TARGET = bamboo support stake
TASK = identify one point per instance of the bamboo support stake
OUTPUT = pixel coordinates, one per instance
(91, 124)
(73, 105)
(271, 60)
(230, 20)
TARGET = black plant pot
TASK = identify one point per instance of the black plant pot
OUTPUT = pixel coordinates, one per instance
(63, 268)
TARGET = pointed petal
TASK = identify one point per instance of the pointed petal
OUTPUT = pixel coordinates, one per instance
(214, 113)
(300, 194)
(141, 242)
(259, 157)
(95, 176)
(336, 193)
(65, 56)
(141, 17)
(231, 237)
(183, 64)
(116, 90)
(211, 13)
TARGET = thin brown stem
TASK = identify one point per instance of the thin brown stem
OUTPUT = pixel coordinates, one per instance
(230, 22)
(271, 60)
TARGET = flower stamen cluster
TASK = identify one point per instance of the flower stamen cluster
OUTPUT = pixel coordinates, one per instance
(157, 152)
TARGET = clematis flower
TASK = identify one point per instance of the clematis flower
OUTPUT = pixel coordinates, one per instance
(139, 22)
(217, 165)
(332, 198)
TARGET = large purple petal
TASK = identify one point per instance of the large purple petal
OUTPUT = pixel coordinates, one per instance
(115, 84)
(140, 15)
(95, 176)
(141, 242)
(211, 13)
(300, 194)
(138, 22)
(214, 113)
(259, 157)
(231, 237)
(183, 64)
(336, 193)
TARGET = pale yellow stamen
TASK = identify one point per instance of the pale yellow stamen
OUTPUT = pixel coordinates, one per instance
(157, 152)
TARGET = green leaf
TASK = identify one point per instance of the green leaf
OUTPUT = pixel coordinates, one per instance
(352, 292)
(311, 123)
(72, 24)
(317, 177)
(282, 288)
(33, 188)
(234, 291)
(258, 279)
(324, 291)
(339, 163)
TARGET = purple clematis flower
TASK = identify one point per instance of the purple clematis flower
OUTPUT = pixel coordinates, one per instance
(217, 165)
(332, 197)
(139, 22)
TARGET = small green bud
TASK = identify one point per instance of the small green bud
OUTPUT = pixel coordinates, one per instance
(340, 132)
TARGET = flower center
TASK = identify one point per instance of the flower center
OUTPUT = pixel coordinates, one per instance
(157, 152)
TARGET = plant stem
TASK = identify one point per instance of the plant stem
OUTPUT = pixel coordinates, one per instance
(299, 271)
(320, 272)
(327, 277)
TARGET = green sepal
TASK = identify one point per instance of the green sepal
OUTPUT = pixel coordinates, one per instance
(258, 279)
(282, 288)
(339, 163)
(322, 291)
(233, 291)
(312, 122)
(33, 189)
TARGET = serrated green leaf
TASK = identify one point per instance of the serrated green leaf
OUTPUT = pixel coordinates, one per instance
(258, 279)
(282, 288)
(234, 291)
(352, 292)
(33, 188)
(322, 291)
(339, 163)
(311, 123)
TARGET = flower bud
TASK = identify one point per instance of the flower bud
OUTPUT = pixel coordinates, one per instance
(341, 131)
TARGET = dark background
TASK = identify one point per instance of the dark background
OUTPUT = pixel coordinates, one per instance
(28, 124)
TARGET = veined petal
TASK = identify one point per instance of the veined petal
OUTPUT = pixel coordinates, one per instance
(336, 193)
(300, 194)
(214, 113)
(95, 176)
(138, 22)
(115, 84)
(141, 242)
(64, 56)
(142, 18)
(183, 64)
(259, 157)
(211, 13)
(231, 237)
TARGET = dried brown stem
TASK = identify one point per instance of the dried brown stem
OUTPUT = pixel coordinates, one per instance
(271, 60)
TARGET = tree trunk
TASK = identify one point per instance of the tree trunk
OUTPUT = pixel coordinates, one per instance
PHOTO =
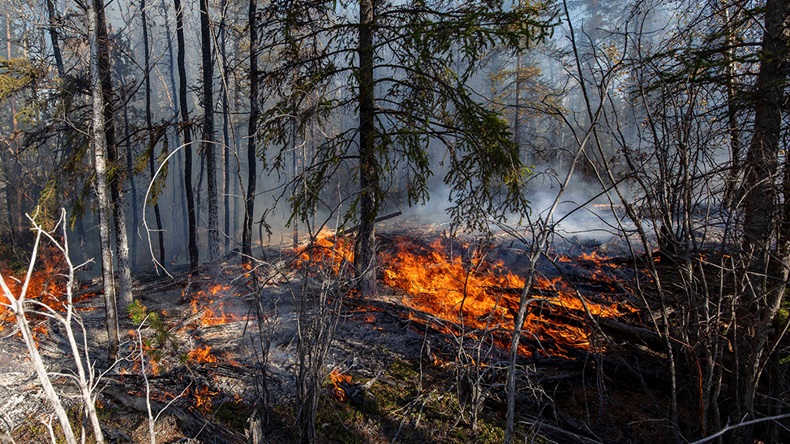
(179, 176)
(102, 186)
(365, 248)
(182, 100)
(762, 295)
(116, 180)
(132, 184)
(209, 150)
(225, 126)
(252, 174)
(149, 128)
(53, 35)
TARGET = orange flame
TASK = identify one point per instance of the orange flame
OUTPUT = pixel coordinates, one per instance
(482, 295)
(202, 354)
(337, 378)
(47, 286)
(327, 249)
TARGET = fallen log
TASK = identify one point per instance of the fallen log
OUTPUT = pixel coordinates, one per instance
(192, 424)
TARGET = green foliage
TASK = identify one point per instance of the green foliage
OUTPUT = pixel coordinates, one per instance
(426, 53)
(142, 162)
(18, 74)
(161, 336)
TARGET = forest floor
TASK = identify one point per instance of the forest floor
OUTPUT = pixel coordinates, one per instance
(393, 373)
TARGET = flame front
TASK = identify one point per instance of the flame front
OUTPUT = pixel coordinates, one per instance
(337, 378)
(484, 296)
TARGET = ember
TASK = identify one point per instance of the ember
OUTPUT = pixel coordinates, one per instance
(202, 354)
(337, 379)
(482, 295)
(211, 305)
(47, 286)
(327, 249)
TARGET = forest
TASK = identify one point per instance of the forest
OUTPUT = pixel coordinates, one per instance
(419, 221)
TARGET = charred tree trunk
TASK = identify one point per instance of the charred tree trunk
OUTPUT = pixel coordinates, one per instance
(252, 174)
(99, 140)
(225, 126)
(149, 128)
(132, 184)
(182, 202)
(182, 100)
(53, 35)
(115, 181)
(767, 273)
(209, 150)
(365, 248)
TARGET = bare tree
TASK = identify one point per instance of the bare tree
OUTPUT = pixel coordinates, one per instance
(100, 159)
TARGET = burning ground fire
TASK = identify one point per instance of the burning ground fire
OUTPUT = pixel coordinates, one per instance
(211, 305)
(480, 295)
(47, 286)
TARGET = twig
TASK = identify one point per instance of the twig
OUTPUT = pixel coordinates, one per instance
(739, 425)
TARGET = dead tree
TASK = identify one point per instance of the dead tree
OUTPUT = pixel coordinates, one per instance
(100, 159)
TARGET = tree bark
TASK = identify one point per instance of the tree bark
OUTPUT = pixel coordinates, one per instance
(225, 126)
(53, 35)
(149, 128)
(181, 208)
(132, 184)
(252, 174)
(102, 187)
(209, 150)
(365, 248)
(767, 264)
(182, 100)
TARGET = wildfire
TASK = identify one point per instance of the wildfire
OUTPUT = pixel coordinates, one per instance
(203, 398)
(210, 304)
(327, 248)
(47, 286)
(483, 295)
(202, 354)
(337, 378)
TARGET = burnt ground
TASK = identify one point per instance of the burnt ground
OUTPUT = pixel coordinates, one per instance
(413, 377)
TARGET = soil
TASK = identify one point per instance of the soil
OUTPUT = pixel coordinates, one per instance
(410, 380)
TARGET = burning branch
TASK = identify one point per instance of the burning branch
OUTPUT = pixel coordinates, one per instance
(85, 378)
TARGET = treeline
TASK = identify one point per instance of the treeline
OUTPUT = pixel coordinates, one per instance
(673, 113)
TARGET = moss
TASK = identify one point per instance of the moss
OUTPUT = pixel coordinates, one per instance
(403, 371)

#####

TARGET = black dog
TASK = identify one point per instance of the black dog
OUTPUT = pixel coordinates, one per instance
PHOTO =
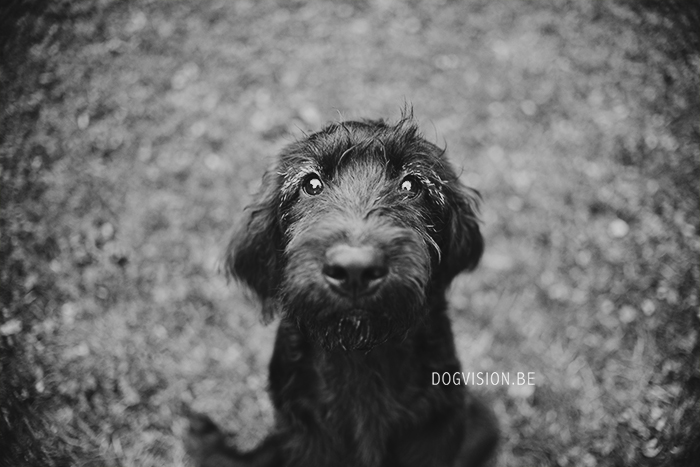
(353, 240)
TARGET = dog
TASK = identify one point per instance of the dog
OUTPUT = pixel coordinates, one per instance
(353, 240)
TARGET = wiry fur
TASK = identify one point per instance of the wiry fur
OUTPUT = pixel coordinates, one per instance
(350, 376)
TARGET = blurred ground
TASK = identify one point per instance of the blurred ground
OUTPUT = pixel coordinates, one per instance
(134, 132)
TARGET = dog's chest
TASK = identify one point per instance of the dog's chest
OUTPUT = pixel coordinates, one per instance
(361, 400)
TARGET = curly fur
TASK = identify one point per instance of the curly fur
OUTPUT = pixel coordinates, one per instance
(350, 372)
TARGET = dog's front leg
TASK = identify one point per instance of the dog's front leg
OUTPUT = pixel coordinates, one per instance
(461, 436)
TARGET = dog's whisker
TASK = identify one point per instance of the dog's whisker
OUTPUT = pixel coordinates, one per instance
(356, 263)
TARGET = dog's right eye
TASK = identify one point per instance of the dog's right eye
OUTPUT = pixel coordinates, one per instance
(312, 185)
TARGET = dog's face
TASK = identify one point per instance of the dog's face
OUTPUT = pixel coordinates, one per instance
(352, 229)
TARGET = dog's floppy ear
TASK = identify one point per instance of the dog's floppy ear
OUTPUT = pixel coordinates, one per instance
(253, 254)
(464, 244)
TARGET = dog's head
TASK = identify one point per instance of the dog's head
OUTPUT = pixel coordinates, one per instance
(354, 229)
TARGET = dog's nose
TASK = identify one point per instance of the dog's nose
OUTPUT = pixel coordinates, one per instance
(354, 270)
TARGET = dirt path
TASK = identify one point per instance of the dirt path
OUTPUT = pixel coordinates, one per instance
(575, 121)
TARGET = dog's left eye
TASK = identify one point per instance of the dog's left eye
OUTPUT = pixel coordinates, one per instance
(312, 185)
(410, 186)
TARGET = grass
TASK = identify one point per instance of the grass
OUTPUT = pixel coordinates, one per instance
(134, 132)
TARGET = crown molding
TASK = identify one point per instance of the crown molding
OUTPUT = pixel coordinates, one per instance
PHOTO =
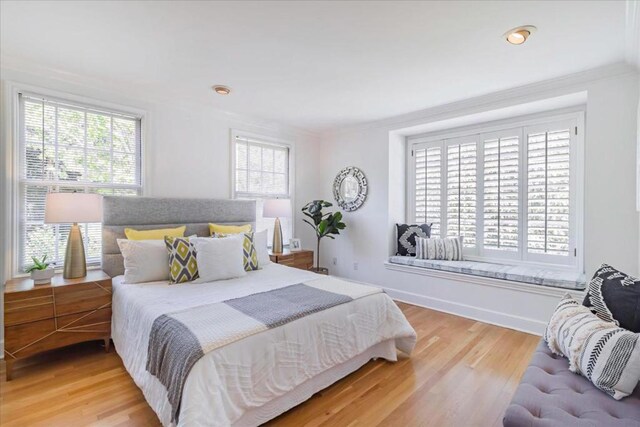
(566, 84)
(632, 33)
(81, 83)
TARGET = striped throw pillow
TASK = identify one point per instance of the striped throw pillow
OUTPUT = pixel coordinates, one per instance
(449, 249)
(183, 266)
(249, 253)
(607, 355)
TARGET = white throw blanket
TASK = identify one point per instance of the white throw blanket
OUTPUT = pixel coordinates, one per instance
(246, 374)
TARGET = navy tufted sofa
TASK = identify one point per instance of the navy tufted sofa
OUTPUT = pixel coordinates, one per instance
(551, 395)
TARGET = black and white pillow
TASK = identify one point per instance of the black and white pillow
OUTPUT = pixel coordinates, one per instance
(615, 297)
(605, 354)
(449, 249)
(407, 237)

#####

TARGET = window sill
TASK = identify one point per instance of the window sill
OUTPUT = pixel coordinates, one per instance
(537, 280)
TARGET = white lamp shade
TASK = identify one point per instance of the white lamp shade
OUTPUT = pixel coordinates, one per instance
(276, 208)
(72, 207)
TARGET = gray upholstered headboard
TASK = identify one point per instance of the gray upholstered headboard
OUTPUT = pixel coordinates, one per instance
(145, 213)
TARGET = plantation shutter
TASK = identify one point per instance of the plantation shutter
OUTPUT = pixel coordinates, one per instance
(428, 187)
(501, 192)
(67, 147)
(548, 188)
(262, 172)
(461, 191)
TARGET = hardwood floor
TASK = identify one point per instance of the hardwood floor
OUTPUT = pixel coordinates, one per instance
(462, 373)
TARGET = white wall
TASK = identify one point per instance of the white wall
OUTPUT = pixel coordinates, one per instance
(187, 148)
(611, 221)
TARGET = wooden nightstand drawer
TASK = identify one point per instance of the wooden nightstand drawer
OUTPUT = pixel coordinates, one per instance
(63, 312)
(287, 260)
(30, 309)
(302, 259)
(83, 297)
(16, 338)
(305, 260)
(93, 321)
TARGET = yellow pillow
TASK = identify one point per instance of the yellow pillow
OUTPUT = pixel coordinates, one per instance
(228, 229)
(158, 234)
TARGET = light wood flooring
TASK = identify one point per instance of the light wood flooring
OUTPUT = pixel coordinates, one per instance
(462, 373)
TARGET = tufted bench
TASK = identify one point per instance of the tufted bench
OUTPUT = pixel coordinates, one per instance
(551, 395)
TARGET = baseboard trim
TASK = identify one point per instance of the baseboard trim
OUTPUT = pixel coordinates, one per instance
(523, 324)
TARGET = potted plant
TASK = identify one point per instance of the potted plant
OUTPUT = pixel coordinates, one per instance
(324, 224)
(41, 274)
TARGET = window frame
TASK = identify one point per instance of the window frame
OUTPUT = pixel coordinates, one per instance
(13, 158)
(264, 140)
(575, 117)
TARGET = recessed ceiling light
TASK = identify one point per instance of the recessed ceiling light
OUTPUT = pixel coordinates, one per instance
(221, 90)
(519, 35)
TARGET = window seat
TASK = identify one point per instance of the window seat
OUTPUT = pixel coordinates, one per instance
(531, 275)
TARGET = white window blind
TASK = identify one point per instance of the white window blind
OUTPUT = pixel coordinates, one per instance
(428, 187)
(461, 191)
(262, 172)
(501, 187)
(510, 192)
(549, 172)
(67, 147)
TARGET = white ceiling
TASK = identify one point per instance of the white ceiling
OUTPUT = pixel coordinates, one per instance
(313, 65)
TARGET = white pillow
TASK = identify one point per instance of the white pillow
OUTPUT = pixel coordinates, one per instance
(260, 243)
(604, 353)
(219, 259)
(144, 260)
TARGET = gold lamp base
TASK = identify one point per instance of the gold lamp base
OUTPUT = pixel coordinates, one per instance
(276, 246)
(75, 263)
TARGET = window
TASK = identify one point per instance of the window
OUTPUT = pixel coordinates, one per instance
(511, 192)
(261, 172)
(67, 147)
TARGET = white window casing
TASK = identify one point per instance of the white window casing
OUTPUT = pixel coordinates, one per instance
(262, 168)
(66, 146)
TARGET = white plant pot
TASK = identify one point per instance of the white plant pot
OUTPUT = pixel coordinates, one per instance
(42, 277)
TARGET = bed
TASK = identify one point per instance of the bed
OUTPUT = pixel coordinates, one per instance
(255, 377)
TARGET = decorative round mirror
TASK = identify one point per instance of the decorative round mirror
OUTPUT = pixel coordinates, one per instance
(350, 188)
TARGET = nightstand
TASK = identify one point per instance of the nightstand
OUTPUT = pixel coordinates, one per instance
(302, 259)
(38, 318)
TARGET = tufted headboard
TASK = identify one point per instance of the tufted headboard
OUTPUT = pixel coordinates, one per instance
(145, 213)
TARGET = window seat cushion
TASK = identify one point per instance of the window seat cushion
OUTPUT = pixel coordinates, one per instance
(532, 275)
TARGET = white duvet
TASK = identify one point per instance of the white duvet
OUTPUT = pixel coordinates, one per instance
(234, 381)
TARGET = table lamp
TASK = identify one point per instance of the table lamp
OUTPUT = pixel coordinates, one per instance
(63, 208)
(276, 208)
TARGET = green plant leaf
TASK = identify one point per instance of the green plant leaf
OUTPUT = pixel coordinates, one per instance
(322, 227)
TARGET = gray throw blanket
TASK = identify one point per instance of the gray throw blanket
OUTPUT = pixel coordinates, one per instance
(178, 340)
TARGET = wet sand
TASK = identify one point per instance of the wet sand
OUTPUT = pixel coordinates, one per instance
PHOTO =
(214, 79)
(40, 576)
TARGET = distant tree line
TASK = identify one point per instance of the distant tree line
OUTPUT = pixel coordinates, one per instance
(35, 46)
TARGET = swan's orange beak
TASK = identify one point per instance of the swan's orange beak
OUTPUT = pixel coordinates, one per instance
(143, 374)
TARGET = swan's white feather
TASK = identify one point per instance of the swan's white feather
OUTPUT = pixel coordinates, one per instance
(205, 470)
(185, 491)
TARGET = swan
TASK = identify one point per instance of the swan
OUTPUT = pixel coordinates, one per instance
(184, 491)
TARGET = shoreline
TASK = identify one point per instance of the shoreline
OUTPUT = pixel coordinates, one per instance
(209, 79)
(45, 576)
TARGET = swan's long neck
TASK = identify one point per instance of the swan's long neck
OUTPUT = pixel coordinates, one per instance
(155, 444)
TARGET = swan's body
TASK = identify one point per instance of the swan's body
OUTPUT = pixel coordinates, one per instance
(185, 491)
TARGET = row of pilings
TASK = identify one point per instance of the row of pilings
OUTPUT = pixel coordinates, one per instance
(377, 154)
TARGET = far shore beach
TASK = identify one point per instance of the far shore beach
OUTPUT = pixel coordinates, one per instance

#####

→ Work to be completed
Report every line of the records that contains the word "potted", treating uppercase and lowercase letters as distinct.

→ Response below
TARGET = potted plant
TASK = identify one point per instance of the potted plant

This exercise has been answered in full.